[BEGIN]

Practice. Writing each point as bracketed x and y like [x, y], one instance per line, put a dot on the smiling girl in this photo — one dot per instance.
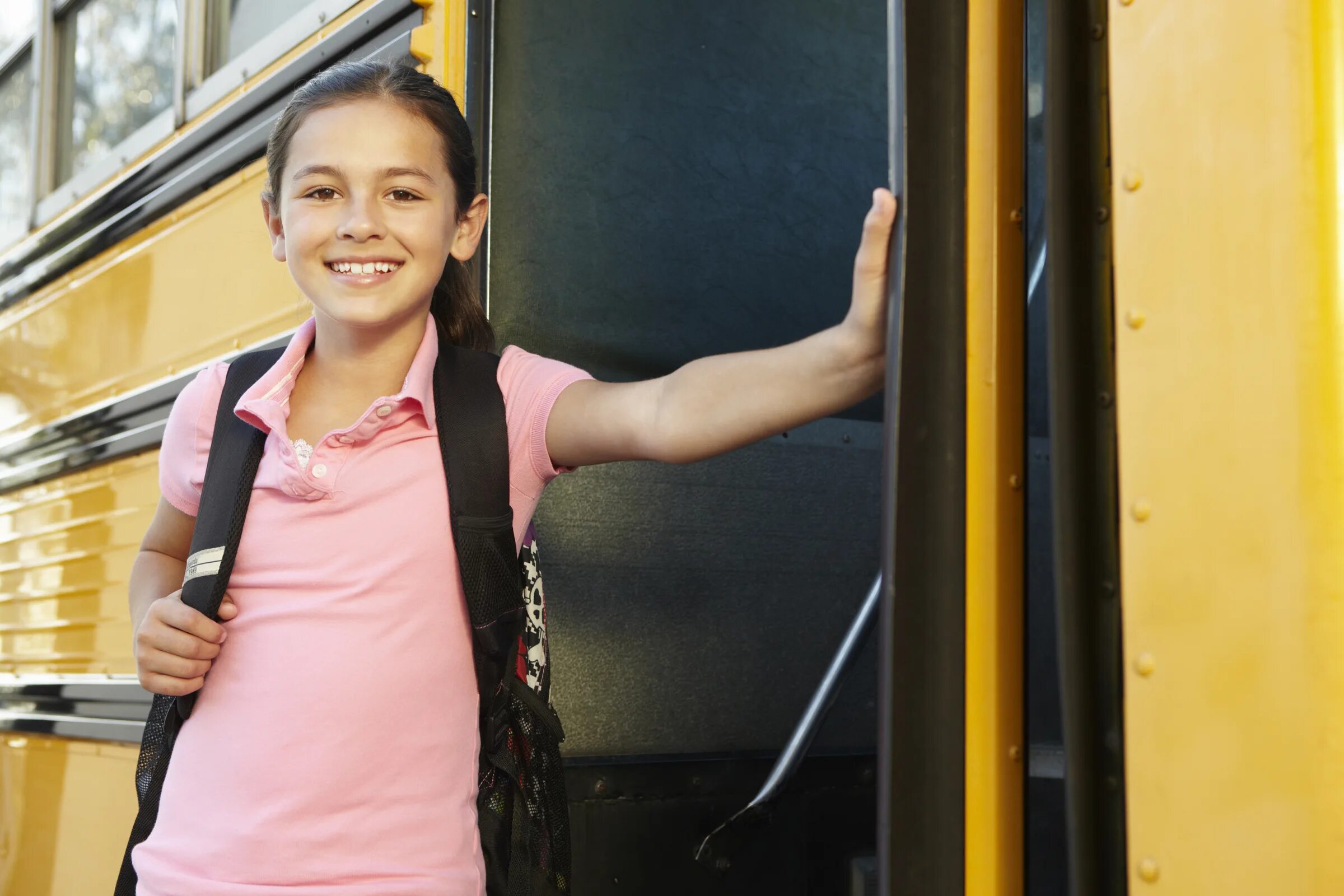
[299, 773]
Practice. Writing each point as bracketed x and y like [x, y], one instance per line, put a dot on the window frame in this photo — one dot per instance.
[193, 96]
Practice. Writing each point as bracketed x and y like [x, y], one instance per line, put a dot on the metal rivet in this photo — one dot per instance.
[1146, 664]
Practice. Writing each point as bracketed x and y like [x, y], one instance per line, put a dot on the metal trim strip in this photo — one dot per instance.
[78, 706]
[102, 433]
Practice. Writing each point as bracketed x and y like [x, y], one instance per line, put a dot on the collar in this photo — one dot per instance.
[265, 405]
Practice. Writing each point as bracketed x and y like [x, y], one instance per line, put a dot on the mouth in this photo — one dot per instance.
[366, 274]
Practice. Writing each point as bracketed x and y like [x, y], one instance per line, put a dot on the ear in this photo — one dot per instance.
[276, 230]
[469, 230]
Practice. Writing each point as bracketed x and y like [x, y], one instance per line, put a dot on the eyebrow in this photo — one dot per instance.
[333, 171]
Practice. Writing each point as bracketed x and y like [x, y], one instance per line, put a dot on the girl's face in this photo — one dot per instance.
[366, 184]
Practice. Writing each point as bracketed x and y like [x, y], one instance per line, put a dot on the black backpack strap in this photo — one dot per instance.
[474, 438]
[234, 454]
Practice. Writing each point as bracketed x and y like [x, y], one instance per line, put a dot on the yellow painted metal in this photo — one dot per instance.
[220, 105]
[441, 43]
[185, 289]
[66, 808]
[995, 331]
[66, 550]
[1228, 127]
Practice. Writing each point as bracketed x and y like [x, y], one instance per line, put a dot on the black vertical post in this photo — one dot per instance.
[924, 625]
[1082, 425]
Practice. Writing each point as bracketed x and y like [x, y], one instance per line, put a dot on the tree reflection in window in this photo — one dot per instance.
[15, 136]
[118, 58]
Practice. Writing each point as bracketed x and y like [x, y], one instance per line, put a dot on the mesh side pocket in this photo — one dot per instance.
[488, 563]
[152, 743]
[542, 778]
[536, 757]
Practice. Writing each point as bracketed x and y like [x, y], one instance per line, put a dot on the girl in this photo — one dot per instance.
[335, 750]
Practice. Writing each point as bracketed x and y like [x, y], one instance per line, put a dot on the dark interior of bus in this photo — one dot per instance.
[696, 609]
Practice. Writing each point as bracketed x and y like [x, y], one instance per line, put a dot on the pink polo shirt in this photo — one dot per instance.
[334, 747]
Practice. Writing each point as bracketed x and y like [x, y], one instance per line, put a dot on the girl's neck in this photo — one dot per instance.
[361, 363]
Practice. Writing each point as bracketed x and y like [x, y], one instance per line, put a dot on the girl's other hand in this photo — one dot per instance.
[176, 645]
[866, 324]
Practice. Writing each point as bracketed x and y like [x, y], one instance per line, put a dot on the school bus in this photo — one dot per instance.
[1058, 613]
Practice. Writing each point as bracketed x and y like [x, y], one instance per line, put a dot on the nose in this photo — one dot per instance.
[365, 220]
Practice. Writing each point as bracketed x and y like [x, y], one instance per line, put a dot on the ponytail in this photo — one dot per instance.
[458, 308]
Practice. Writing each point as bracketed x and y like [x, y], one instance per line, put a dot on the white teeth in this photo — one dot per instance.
[367, 268]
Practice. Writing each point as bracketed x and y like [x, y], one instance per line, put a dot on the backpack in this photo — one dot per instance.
[522, 805]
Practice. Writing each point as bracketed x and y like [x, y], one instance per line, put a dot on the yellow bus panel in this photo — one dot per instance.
[1228, 127]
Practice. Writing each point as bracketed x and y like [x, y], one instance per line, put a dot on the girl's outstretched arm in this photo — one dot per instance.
[722, 402]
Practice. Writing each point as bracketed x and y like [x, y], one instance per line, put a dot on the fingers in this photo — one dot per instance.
[171, 665]
[871, 258]
[227, 609]
[155, 683]
[176, 642]
[179, 615]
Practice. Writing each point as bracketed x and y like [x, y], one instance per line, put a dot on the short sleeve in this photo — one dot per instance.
[187, 436]
[531, 385]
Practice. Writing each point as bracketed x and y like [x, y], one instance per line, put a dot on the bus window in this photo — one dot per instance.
[15, 144]
[17, 25]
[116, 62]
[233, 26]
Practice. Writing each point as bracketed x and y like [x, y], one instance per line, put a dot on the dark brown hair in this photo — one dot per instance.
[456, 304]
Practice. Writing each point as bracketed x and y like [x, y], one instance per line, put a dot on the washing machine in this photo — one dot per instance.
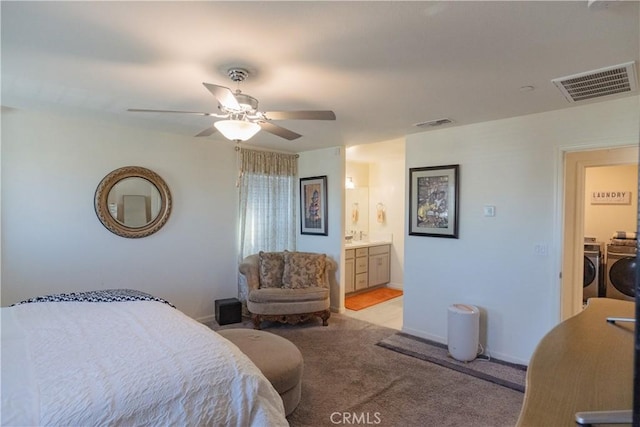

[END]

→ **Exercise requirements**: Copy the lines from the line with "the girl's neck" up to and including the line with "[1058, 613]", keeping the requests unchanged. Scale each x and y coordinate in the answers by 1.3 and round to whole numbers, with halves rounding up.

→ **Task output**:
Practice. Writing each point as bracketed x and y like [x, y], one instance per line, put a dot on the girl's neck in this photo — one dot per instance.
[469, 472]
Practice. Writing each point as bracketed x and y like [x, y], one instance per line, put a dot on the girl's other hand in this photo — one dot per instance.
[229, 839]
[1126, 421]
Practice. Writing each point as bracketed x and y like [x, y], one instance per line, put a dot on the school bus in this photo — one dot per instance.
[1375, 797]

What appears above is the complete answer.